** begin PAGE EXTRACT **
You're right!  A couple of days ago DonLisk recommended I mist him more, and mist the substrate too.  Ever since I have started that, he's been back up at the top.

----------


## Treefrognewbie

its only been a couple times. but they always hunt on the ground, since the crickets stay down there.

----------


## Kay

I tried to use as many of your suggestions as possible in the upgraded terrarium.  I added the background, tall snake plants and I covered a PVC pipe with moss.  I also used the fake jungle vine to get towards the top of the terrarium.  Thanks to all for the suggestions!    My new question:  When I clean the tank, do I have to remove everything?  Do I "unplant" the plants and then replant them after I replace the plantation soil?

----------


## Poly

No, unplanting the plants is unnecessary. I have a planted Vivarium for my two american toads, and when I clean it, I just remove all loose objects (rocks, logs, etc.) in your it would be vines, branches, etc. and lightly loosen up the soil around the plants with an old fork, clean any fecal matter I may have missed the previous day (I rarely miss it, as it stinks pretty bad, so it's hard to miss  :Stick Out Tongue: ), clean the glass, then rearrange a few things, and your ready to put everything back in.  :Smile: 

~Royce

----------


## Poly

By the way, your Vivarium looks great! Have you entered it in the "Photo of the month" contest? If not, you should!  :Smile:

----------
** end PAGE EXTRACT **
** begin RECORD EXTRACTS **
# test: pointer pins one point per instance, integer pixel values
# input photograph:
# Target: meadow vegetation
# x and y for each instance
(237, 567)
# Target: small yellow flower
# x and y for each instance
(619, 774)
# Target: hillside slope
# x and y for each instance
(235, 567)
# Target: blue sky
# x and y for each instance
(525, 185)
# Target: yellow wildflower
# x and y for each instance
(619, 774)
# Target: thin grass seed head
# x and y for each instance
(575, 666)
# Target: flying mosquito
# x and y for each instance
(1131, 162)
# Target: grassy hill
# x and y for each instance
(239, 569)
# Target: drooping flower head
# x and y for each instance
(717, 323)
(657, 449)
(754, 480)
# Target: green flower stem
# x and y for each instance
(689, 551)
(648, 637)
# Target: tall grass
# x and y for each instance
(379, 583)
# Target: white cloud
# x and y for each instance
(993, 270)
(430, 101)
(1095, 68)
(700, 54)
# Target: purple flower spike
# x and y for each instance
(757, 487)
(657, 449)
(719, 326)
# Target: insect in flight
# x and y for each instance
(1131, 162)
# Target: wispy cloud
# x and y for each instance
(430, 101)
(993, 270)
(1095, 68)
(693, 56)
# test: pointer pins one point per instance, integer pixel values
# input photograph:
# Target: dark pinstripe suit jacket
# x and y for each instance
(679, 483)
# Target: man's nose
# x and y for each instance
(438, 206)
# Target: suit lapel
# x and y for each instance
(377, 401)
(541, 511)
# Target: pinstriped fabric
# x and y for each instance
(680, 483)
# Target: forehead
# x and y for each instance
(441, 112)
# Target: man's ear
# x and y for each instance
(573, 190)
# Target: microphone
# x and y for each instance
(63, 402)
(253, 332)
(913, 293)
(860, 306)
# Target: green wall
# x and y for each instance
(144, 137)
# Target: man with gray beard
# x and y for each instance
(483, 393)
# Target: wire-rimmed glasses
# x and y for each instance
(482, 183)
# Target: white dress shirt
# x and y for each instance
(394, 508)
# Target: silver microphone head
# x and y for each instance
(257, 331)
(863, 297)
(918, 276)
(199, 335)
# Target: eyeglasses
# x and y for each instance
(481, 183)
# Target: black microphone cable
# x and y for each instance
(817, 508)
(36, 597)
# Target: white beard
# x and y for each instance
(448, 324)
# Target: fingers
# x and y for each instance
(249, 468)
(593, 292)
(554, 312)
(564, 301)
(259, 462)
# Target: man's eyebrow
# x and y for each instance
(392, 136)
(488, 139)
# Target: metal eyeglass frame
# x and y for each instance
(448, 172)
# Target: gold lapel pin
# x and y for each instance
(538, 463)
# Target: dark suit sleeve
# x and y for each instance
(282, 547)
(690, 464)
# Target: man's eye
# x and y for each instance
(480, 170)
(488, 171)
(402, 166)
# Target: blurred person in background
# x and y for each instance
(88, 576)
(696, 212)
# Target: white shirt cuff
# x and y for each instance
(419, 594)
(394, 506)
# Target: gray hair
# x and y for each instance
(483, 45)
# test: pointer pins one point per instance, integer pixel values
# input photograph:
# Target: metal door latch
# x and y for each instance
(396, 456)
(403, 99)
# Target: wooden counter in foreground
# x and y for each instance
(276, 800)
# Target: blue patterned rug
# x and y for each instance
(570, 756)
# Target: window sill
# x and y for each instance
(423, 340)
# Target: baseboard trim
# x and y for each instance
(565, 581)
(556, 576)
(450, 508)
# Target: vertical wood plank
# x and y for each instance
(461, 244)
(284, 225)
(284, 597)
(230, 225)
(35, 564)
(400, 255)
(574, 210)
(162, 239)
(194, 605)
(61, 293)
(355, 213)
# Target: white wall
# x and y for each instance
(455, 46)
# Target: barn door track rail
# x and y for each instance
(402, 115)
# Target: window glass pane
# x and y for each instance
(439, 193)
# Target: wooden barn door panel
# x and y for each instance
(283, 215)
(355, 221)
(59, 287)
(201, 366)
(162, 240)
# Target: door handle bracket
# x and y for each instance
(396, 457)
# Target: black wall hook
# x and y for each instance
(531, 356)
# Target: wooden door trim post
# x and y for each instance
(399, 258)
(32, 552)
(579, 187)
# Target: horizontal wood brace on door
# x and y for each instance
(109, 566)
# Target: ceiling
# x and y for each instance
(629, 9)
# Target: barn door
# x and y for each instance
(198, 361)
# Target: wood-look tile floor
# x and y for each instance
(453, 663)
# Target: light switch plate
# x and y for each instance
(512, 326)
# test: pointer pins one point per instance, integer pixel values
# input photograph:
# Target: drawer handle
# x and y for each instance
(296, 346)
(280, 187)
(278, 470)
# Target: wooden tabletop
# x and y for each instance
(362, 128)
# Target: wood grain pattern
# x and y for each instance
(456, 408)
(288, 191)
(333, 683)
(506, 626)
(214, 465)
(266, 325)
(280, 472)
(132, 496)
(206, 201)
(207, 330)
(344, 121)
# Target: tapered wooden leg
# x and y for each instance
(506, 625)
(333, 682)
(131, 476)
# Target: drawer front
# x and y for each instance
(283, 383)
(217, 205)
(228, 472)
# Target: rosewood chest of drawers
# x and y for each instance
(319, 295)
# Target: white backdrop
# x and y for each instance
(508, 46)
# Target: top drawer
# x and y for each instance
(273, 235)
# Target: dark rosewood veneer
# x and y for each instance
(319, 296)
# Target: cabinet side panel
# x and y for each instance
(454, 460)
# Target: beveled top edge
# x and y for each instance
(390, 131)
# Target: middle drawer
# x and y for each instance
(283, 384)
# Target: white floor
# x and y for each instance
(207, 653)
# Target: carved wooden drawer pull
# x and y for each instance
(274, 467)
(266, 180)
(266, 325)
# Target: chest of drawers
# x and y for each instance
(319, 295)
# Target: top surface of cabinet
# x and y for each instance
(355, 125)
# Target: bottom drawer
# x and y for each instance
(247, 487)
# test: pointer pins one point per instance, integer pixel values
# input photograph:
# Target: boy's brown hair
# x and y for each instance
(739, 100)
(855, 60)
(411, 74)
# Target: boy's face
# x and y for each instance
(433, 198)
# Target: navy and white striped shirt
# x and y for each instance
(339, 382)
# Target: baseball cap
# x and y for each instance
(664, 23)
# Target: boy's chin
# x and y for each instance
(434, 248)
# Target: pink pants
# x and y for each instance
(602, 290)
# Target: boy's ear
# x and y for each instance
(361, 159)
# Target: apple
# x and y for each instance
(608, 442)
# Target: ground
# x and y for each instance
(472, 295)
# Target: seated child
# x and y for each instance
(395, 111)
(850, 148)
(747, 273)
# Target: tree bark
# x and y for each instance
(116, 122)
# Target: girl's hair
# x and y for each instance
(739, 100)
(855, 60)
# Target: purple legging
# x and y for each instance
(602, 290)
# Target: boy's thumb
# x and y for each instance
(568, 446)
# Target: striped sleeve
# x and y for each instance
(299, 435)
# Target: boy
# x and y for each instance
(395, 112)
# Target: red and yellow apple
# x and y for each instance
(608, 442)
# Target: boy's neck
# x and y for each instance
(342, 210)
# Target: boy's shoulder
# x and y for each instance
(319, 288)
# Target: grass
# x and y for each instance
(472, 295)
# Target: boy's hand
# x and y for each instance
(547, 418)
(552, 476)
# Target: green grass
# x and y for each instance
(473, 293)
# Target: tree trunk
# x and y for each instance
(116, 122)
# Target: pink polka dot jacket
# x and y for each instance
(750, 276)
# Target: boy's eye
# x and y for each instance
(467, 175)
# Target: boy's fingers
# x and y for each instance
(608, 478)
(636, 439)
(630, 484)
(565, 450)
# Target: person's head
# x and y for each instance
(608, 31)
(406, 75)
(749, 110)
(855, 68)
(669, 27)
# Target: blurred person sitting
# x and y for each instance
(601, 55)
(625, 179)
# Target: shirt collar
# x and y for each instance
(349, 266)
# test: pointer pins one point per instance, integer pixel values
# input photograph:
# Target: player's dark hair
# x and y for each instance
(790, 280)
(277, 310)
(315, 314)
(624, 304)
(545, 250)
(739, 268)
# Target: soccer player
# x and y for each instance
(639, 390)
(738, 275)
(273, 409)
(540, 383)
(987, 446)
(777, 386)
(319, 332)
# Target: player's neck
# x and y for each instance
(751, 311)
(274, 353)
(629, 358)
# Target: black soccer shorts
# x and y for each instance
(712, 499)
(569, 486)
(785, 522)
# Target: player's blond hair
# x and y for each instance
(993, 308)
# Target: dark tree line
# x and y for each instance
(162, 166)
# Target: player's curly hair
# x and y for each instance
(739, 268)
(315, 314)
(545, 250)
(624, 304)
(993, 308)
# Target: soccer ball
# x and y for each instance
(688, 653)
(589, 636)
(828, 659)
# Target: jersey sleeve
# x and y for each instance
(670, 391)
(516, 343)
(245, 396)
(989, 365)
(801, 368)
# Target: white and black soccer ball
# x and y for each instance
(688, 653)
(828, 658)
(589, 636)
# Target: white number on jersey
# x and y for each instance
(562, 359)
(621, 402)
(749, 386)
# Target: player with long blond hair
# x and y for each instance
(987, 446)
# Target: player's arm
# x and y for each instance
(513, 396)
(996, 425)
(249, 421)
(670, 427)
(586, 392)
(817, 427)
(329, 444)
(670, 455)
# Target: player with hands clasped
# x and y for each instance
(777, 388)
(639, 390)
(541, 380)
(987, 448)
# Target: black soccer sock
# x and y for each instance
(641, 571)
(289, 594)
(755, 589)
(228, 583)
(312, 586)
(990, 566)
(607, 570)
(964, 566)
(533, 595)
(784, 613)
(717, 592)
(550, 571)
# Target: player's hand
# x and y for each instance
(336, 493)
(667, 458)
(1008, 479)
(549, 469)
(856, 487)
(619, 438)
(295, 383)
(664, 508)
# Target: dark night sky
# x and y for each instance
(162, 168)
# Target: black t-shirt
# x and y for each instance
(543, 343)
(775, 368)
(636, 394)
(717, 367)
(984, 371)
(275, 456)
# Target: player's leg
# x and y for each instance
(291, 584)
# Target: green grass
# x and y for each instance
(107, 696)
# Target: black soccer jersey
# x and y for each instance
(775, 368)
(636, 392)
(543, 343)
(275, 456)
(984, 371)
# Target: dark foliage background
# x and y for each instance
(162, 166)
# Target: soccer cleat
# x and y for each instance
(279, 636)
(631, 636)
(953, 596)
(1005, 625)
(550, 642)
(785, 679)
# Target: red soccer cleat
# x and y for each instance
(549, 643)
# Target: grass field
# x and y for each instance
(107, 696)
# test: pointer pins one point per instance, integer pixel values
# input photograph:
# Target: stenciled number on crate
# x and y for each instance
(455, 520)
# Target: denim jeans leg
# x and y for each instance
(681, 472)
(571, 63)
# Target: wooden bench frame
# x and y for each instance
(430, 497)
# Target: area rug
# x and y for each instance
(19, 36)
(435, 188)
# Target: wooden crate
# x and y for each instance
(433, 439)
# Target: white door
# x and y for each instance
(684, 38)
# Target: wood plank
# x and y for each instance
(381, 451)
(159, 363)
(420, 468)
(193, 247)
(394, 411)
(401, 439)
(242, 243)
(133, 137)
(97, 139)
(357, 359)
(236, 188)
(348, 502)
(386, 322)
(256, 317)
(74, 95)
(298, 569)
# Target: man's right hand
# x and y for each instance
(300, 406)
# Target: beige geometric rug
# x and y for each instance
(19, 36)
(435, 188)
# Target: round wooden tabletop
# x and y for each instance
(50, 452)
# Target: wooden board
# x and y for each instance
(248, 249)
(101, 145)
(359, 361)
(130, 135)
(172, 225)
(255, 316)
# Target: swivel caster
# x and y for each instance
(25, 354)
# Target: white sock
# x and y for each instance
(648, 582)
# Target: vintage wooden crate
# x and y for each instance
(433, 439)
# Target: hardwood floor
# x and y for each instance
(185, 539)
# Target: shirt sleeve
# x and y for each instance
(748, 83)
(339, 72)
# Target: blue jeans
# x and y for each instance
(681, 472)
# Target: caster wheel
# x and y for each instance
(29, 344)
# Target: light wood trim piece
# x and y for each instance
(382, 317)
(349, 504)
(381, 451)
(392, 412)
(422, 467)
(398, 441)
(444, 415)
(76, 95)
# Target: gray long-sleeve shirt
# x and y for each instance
** end RECORD EXTRACTS **
TASK DESCRIPTION ▸
From the terrarium thread above, transcribe the passage that begins with the words containing "its only been" and ends with "the plantation soil?".

TASK ANSWER ▸
its only been a couple times. but they always hunt on the ground, since the crickets stay down there.

----------


## Kay

I tried to use as many of your suggestions as possible in the upgraded terrarium.  I added the background, tall snake plants and I covered a PVC pipe with moss.  I also used the fake jungle vine to get towards the top of the terrarium.  Thanks to all for the suggestions!    My new question:  When I clean the tank, do I have to remove everything?  Do I "unplant" the plants and then replant them after I replace the plantation soil?